*Reading text*
An outbreak of Hepatitis E virus has been declared in Sortony, North Darfur, with 134 suspected cases of Acute Jaundice Syndrome reported.
Since early June, 74 cases of suspected measles have been reported among refugees and the host community in Al Lait, North Darfur.
About 80,000 people have been affected by heavy rains and flooding across Sudan in 2016.
An estimated 115 families remain displaced following unrest earlier this year in Um Tajok, West Darfur.
Hepatitis E outbreak in Sortony, North Darfur
Some 134 cases of suspected Acute Jaundice Syndrome (AJS) have been reported since May 2016 in Sortony, North Darfur, according to the State Ministry of Health (SMoH), the international NGO (INGO) Médecins Sans Frontières-España (MSF-E), the World Health Organization (WHO) and the national NGO (NNGO) Anhar for Peace Development Organisation (ANHAR). Sortony hosts over 21,000 people who were displaced from Jebel Marra following hostilities earlier this year. Seven samples sent for analysis tested positive for Hepatitis E virus, and an outbreak of Hepatitis E has been declared in Sortony internally displaced persons (IDPs) site, North Darfur State by the SMoH.

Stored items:
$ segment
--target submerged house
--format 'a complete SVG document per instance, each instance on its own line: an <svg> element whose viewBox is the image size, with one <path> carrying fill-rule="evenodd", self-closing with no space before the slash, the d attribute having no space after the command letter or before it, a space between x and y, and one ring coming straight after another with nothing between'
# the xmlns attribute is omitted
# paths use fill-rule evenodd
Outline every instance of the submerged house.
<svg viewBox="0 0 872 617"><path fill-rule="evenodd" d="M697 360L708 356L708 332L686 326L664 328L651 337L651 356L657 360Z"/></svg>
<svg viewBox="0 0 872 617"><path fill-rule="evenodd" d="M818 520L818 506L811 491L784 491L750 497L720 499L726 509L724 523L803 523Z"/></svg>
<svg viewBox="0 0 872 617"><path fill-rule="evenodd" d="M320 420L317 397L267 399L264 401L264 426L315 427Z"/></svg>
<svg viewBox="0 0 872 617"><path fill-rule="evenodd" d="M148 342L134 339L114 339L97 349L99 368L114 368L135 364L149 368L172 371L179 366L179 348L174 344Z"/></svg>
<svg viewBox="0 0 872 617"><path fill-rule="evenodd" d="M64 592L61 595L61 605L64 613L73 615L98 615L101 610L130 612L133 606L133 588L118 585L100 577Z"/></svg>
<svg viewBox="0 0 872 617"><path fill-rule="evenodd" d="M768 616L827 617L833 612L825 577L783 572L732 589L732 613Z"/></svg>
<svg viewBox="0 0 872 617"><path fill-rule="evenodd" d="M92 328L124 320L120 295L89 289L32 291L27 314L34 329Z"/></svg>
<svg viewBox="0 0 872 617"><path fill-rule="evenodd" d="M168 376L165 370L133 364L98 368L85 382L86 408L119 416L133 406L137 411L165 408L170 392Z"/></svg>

*Activity list*
(1) Please rewrite the Sudan update starting with "An outbreak of Hepatitis E virus" and going on through "Sudan in 2016.", substituting "torrential rains" for "heavy rains".
(2) According to the Sudan update, how many samples tested positive for Hepatitis E virus?
(3) Carry on the Sudan update from its final sentence.

*Answers to the exercises*
(1)
An outbreak of Hepatitis E virus has been declared in Sortony, North Darfur, with 134 suspected cases of Acute Jaundice Syndrome reported.
Since early June, 74 cases of suspected measles have been reported among refugees and the host community in Al Lait, North Darfur.
About 80,000 people have been affected by torrential rains and flooding across Sudan in 2016.

(2) Seven samples tested positive for Hepatitis E virus.

(3)
AJS is an epidemic-prone, water borne disease with a faecal-oral route of transmission through contaminated water and can be a symptom of different epidemic-prone diseases including dengue, hepatitis A or E and yellow fever. AJS outbreaks mostly occur in areas where people live in cramped conditions, with poor water supply and insufficient sanitation and hygiene facilities, such as Sortony. The current rainy season is likely to contribute to unsanitary conditions due to overflowing latrines and related contamination in living areas, and the outbreak may continue if the issue of overcrowding is not addressed.
Humanitarian health, water and sanitation partners are working with the SMoH to address the causes of AJS and diarrhoea cases in Sortony. Efforts aimed at containing the outbreak include strengthening health promotion-related activities and improving water quality through chlorination. In addition, water quality surveillance and vector control activities have been strengthened, and active case finding is ongoing. Drugs and medical supplies to cover two months were provided to health clinics run by MSF-E and ANHAR with support from WHO, the UN Children's Fund (UNICEF) and SMoH.